Task description => Once the line containing "sky in the photo above." is found, please set it down along with each following line, exactly, to the end of the material.

Listed records =>
- Opening Delimiter -

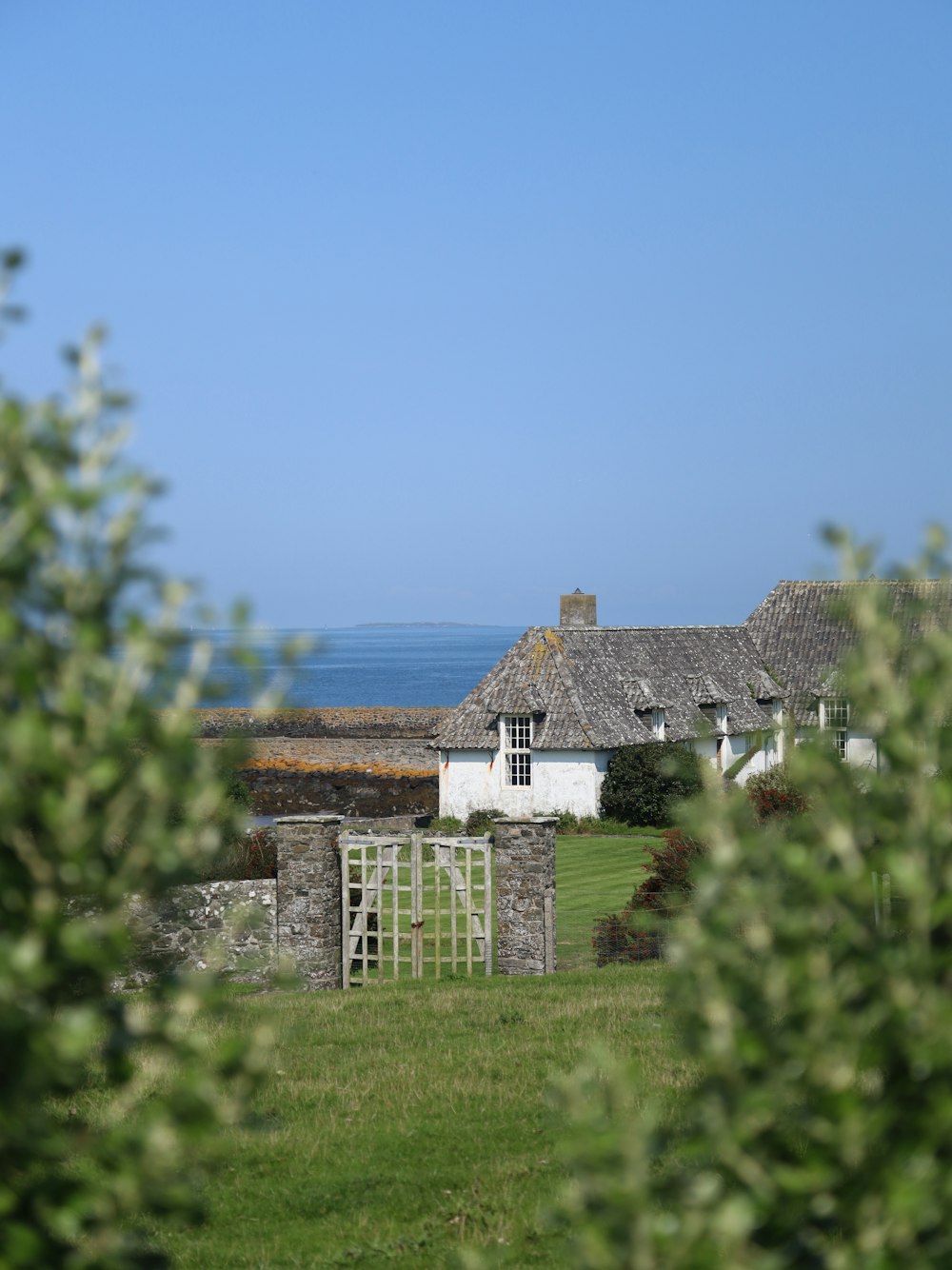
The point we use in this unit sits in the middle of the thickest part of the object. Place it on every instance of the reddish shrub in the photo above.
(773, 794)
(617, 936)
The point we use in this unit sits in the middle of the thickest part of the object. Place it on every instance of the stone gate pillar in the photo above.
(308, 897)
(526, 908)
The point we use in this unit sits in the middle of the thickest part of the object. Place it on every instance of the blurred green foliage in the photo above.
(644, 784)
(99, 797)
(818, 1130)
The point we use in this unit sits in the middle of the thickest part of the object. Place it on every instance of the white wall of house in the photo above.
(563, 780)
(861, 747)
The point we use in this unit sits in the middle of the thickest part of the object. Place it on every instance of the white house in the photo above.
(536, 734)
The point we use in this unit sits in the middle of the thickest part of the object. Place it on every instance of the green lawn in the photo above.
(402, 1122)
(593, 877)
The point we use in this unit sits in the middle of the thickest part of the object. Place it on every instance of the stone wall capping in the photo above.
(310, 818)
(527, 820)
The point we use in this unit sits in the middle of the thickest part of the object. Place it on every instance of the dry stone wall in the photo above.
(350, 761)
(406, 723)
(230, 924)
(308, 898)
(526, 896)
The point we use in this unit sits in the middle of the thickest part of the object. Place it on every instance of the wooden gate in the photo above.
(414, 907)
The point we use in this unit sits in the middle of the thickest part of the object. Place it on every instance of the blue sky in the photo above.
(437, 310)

- Closing Delimiter -

Answer below =>
The point we use in this unit sits in the middle of the thickest part of the object. Place it on every instance of the blue sky in the photo above.
(437, 310)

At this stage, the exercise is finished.